> PASSAGE FOR REVIEW:
Wednesday, January 5, 2011

Hitchhiking through Montana

When I was 18 in 1975, I moved from Rhode Island to Montana to go to the state university in Bozeman. I majored in English and studied Beowulf, the Beat Generation, Montana History and glass blowing. I received a broad education. I also learned how to make deerskin moccasins in an adult ed course. Brought up to be self-sufficient, I didn’t like to ask for anything. But I couldn’t suppress my appetite for travel. Rather than stay put, I started hitchhiking. It began with my friend Lana and me hitchhiking with separate drivers and seeing who’d arrive in Missoula first.

The first weekend I went to Missoula to see my brother Bill, I took the Greyhound bus.
It was expensive and dull. The only time it wasn’t dull is when the bus slipped backwards downhill on an icy street in Butte. That was slightly terrifying. I knew from Montana history class that Butte was a mile high and a mile deep. That had been a long slide backward down the steepest street in town.

> DATA EXTRACTS:

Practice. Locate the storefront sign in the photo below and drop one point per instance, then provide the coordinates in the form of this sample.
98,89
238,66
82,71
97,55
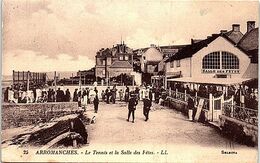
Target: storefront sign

> PROBLEM TO WORK ON: Reproduce the passage of the Montana hitchhiking account starting with "Wednesday, January 5, 2011" and going on through "in Missoula first.".

> SOLUTION FOR THIS EXERCISE:
Wednesday, January 5, 2011

Hitchhiking through Montana

When I was 18 in 1975, I moved from Rhode Island to Montana to go to the state university in Bozeman. I majored in English and studied Beowulf, the Beat Generation, Montana History and glass blowing. I received a broad education. I also learned how to make deerskin moccasins in an adult ed course. Brought up to be self-sufficient, I didn’t like to ask for anything. But I couldn’t suppress my appetite for travel. Rather than stay put, I started hitchhiking. It began with my friend Lana and me hitchhiking with separate drivers and seeing who’d arrive in Missoula first.